YOUR TASK | Please reproduce all of the records below word for word, omitting the pictures.

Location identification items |

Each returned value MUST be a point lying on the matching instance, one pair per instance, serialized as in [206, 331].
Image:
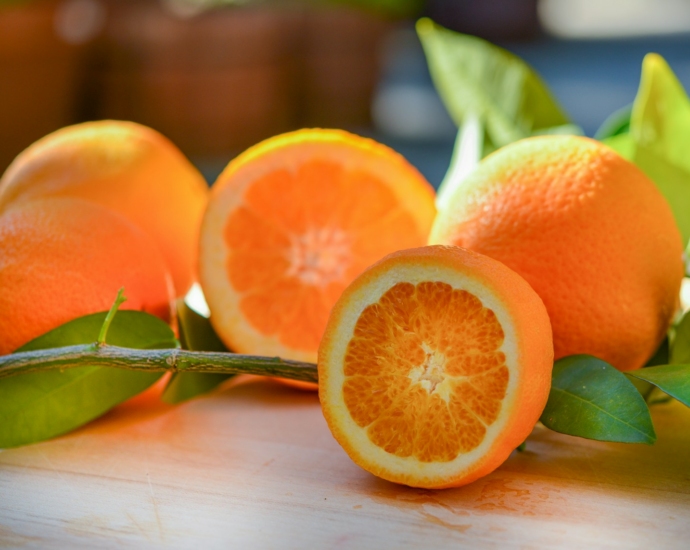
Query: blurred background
[217, 76]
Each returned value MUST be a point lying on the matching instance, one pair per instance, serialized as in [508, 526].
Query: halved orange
[291, 222]
[435, 365]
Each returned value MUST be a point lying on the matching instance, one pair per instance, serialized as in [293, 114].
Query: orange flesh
[424, 373]
[299, 238]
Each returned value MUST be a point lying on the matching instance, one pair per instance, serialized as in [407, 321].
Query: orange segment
[291, 222]
[435, 364]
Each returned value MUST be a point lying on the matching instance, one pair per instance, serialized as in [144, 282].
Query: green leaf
[196, 334]
[590, 398]
[658, 136]
[476, 78]
[671, 379]
[616, 123]
[680, 347]
[661, 355]
[38, 406]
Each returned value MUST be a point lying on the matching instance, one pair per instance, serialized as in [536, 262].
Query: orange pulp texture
[126, 167]
[588, 230]
[435, 364]
[291, 222]
[64, 258]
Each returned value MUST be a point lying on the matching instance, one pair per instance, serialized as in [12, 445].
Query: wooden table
[254, 466]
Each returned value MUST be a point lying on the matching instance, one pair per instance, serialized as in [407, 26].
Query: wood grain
[254, 466]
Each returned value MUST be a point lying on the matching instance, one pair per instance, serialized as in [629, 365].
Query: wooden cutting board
[254, 466]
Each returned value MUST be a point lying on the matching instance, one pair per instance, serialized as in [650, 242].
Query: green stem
[111, 314]
[157, 360]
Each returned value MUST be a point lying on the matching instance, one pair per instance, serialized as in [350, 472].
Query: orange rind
[434, 366]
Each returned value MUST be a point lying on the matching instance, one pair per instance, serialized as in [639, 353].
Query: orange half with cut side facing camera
[434, 366]
[291, 222]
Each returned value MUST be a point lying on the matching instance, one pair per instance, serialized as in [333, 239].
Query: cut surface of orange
[291, 222]
[434, 366]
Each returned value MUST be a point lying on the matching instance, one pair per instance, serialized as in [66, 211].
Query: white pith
[320, 256]
[334, 360]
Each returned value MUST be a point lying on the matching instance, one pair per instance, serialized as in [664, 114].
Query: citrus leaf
[661, 355]
[680, 349]
[590, 398]
[659, 131]
[671, 379]
[476, 78]
[616, 123]
[196, 334]
[41, 405]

ANSWER BELOW |
Each returned value MUST be a point lying on the matching instance, one pair per instance, serialized as in [206, 331].
Image:
Query: blurred background
[217, 76]
Each returned value MUST be a point lying on the matching instance, one pair per instance, serialized as in [508, 526].
Query: halved orange
[291, 222]
[435, 365]
Each returned value MUST be a point lying on the matching instance, one pair per instance, serialized as in [293, 114].
Query: orange flesh
[424, 373]
[299, 238]
Each returned value MUST be a point lying on the matching instance, one pair per instance, serialized as in [407, 321].
Query: orange segment
[291, 222]
[435, 364]
Each returned value MUST be a point lying on the matching instance, one pair per instance, serialized as in [144, 282].
Query: green leaf
[196, 334]
[590, 398]
[658, 136]
[476, 78]
[671, 379]
[616, 123]
[680, 347]
[661, 355]
[38, 406]
Each returned value MUST be a point lying on the matching instance, one pair per instance, serialized as in [536, 262].
Query: orange pulp texture
[126, 167]
[588, 230]
[435, 364]
[291, 222]
[64, 258]
Each returned value MUST be a point lying on the matching instance, one pair per instance, serialized as in [12, 445].
Query: wooden table
[254, 466]
Each returned value MUST be a point lying on the matching instance, one pair per instance, serialized as in [407, 26].
Query: wood grain
[254, 466]
Each returned value MUST be a point lying on the matching instance, one pair per instance, serialized as in [629, 365].
Query: wooden cutting board
[254, 466]
Each returned value MUST be a point lying on the matching instance, one pair per instance, serialized as in [650, 242].
Query: green stem
[111, 314]
[157, 360]
Each returned value MUST be a point lying on the matching instance, one pair per instance, serialized as in [350, 472].
Query: orange rind
[434, 366]
Each returned value MUST be a point lying on the matching instance, one pair per instance, serialized as in [639, 353].
Query: orange half with cut side facing camera
[434, 366]
[291, 222]
Each returned value MUST be a point lying on the matching instance, one pair per instance, serialized as in [333, 239].
Query: cut surface of orange
[291, 222]
[434, 366]
Each returned value MUST be a point lying on the matching instance, one pair per instance, serialized as in [66, 211].
Query: white pith
[320, 256]
[334, 360]
Each returned value MUST be a point lying on the matching instance, one pair per instance, serialized as in [664, 114].
Query: citrus leaf
[661, 355]
[680, 349]
[590, 398]
[659, 131]
[671, 379]
[476, 78]
[616, 123]
[196, 334]
[41, 405]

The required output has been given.